§ The exercise
Pictures stay out; everything else in the records below is copied exactly.

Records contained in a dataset
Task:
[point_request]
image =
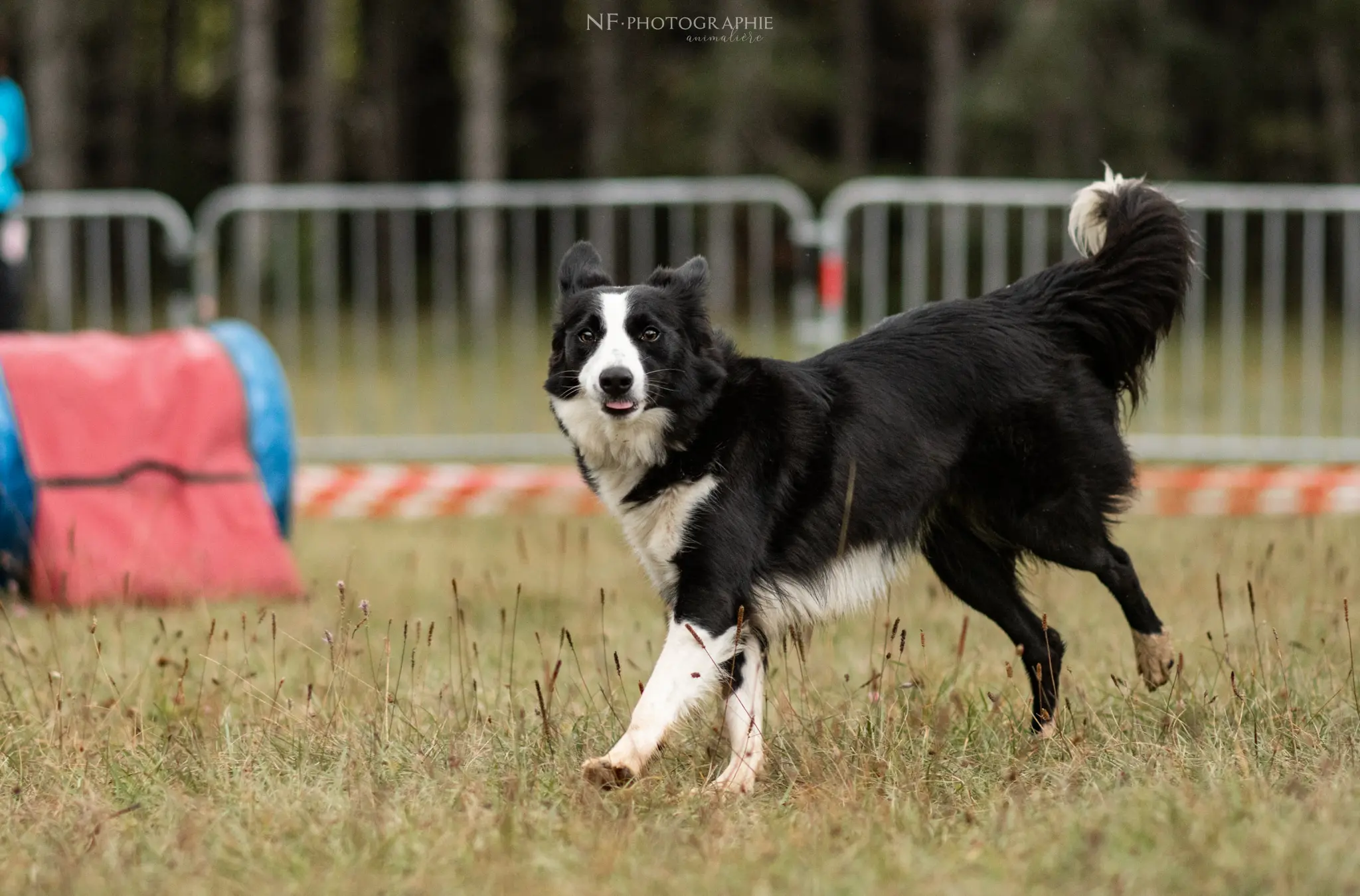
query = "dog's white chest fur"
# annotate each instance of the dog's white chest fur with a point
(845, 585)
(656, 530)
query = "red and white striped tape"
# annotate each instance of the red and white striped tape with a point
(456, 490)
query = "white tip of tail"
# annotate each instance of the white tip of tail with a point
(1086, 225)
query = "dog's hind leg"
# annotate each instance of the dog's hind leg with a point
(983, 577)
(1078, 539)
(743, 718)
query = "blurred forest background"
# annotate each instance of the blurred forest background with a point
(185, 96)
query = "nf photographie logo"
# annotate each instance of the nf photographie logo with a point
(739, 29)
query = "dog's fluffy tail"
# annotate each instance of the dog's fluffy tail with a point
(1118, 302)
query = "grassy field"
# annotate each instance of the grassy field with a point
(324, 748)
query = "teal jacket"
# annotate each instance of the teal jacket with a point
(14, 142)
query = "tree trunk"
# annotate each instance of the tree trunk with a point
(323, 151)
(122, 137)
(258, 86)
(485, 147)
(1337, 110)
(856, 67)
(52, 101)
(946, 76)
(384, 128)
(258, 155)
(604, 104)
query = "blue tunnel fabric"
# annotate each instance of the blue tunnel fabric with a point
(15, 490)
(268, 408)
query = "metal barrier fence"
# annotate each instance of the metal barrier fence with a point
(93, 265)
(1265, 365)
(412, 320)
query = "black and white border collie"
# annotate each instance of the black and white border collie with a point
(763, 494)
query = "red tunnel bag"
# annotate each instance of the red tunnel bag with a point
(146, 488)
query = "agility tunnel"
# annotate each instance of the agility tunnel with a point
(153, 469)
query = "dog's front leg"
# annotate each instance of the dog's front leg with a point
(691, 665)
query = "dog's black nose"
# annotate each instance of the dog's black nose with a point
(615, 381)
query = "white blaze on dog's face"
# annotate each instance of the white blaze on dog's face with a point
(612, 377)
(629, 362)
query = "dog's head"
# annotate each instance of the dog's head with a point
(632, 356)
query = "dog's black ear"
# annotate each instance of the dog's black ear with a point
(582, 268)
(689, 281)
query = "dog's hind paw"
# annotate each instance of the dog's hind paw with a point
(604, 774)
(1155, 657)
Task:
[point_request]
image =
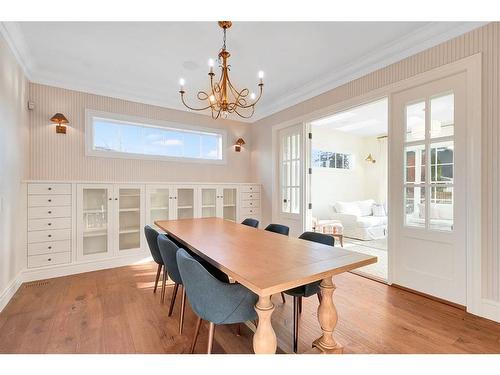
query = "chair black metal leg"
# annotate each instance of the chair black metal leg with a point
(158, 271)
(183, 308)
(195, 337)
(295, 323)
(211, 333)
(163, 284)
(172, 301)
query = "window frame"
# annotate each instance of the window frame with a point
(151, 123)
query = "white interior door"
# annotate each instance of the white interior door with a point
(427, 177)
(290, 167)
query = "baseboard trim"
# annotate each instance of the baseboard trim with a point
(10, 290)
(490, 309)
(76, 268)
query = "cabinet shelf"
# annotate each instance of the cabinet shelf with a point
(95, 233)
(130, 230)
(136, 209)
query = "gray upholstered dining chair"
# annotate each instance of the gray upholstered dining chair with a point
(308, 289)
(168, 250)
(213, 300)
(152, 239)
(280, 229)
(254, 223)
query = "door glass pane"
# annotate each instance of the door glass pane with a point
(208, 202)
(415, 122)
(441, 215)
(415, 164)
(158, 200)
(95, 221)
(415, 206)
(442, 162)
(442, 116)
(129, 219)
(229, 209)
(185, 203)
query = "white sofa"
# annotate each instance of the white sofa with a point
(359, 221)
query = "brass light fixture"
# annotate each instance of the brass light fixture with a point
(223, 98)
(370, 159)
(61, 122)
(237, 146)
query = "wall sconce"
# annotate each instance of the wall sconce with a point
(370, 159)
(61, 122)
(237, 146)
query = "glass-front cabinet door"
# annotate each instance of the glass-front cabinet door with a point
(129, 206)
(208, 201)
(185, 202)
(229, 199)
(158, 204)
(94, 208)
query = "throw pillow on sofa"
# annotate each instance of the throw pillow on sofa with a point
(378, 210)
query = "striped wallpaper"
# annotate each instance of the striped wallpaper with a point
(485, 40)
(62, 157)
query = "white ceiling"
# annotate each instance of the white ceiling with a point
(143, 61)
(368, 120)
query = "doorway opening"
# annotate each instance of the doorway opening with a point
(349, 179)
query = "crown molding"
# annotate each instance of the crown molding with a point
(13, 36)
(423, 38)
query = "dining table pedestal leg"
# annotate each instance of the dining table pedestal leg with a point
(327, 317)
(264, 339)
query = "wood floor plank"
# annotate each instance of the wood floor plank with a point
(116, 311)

§ Answer to this problem
Task:
[point_request]
image =
query = "dog's white chest fur"
# annotate each instance of the dog's white chest fur with a point
(845, 585)
(656, 530)
query = "red and white striped tape"
# annotate each instance of the red and white striped tape with a point
(456, 490)
query = "white tip of tail"
# annotate each instance of the white tip of tail with a point
(1086, 225)
query = "dog's hind leg"
# annotate each instance of the dog's hind leg with a point
(983, 577)
(1078, 539)
(743, 718)
query = "blurred forest background"
# annotate each instance of the blurred forest background with a point
(185, 96)
query = "nf photographie logo"
# annotate each instance of the nf photographie logo with a point
(739, 29)
query = "dog's fluffy tail"
# annotate each instance of the dog's fluffy tail with a point
(1118, 302)
query = "grassy field"
# annotate each instance of the grassy field with a point
(324, 748)
query = "teal jacket"
# annotate each instance of the teal jacket with a point
(14, 142)
query = "tree trunk"
# annotate each instance of the tree trunk with a point
(323, 151)
(122, 137)
(258, 86)
(485, 147)
(1337, 110)
(856, 67)
(52, 101)
(946, 76)
(384, 128)
(258, 155)
(604, 104)
query = "blue tunnel fabric"
# annotate each instance of the blue tunnel fabric with a point
(15, 490)
(268, 408)
query = "metal barrier fence"
# annotate each instance of the metal barrier fence with a point
(93, 265)
(1265, 365)
(412, 320)
query = "black and white border collie"
# annotate each instance of the black and white border collie with a point
(763, 494)
query = "red tunnel bag"
# annotate each instance of the red tunnel bag with a point
(146, 488)
query = "agility tunnel"
# annotate each instance of the agility tunnel with a point
(153, 469)
query = "dog's front leg"
# annotate each instance of the dog's front leg with a point
(691, 665)
query = "dog's black nose"
# annotate each instance of the dog's black nose with a point
(615, 381)
query = "white blaze on dog's face"
# annotate each instance of the white blaze on dog's face with a point
(612, 377)
(629, 362)
query = "dog's head"
# annotate each instance of the dog's head with a point
(632, 356)
query = "dog's black ear"
# annotate each instance of the dog's black ear with a point
(582, 268)
(689, 281)
query = "dog's hind paw"
# annotate each instance of the dog's hind paw with a point
(604, 774)
(1155, 657)
Task:
[point_request]
image =
query = "chair black metal leg"
# annotate each instance of the chair black metal leg with a point
(158, 271)
(183, 308)
(195, 337)
(295, 323)
(211, 333)
(163, 284)
(172, 301)
query = "window frame"
# annotate each instance of the window frame with a point
(151, 123)
query = "white interior door"
# annotate each instance of the white interior door with a point
(427, 177)
(290, 167)
query = "baseboard trim"
# annotate each instance of the baseboard trim with a point
(10, 290)
(490, 309)
(76, 268)
query = "cabinet shelf"
# annotate each instance of the cabinet shelf with a point
(95, 233)
(130, 230)
(136, 209)
query = "gray upholstered dining chair"
# annotate each instance of the gray upholstered dining chair with a point
(308, 289)
(168, 250)
(213, 300)
(152, 239)
(280, 229)
(254, 223)
query = "door glass pane"
# annotate each instance of the door glass pane with a point
(208, 202)
(415, 122)
(441, 215)
(415, 164)
(158, 200)
(95, 221)
(415, 206)
(442, 162)
(442, 116)
(129, 219)
(229, 209)
(185, 203)
query = "white sofa"
# annotate each instance of the white sofa with a point
(359, 221)
query = "brass light fixture"
# annotate each instance of the brass light fixture with a point
(223, 98)
(370, 159)
(61, 122)
(237, 146)
query = "wall sconce"
# annotate each instance of the wall sconce with a point
(370, 159)
(61, 122)
(237, 146)
query = "glass-front cabinet door"
# annotate each instance of the glass-front cabinet door with a point
(129, 206)
(208, 201)
(185, 202)
(229, 199)
(158, 204)
(94, 208)
query = "throw pillow on sofa"
# annotate each instance of the throw pillow on sofa with a point
(378, 210)
query = "striped wallpaper"
# annotate each instance of the striped wallpaper with a point
(485, 40)
(62, 157)
query = "white ceiling"
# annotate each instance of the white ceiling with a point
(143, 61)
(368, 120)
query = "doorway opening"
# annotate each instance of the doorway opening with a point
(349, 179)
query = "crown molding"
# annotate each instance of the crown molding with a point
(13, 36)
(423, 38)
query = "dining table pedestal leg"
# annotate each instance of the dining table pedestal leg with a point
(327, 317)
(264, 339)
query = "wood floor plank"
# annotate each instance of the wood floor plank with a point
(116, 311)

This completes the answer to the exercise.